**Directive**
Render every line of the records below as a numbered list, skipping blank lines. Leave the pictures out of your list.

═════ Records supplied ═════

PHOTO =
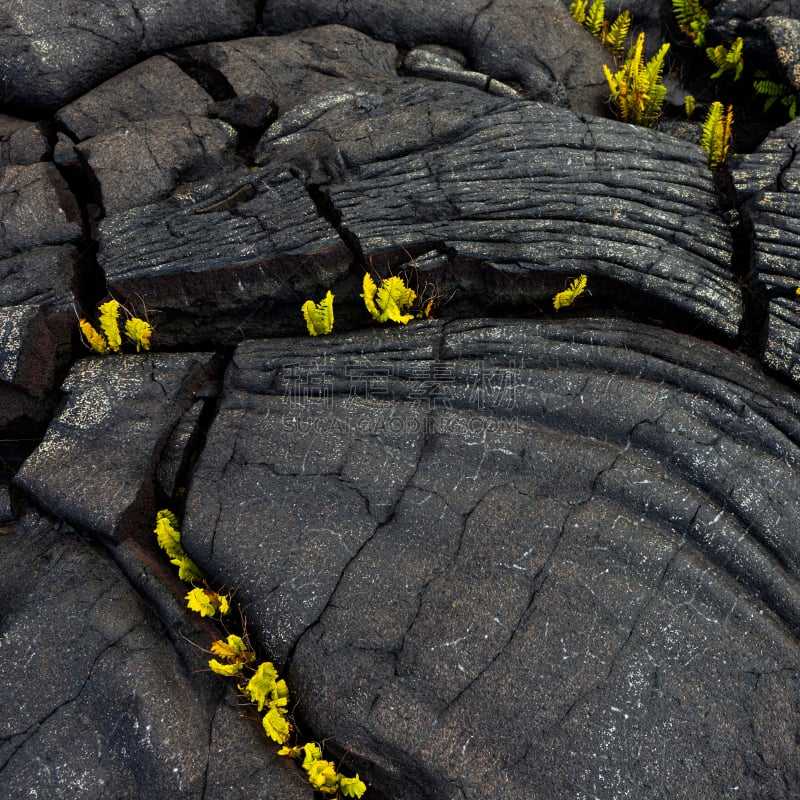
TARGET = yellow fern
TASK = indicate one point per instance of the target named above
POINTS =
(389, 301)
(692, 20)
(567, 297)
(715, 138)
(637, 93)
(319, 316)
(109, 322)
(139, 332)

═════

**Correct answer**
1. PHOTO =
2. TARGET = yellow fern
3. TASK = indicate one point per instance of the target named above
4. POINTS =
5. (389, 301)
6. (692, 20)
7. (567, 297)
8. (715, 138)
9. (637, 93)
10. (319, 316)
11. (109, 322)
12. (139, 332)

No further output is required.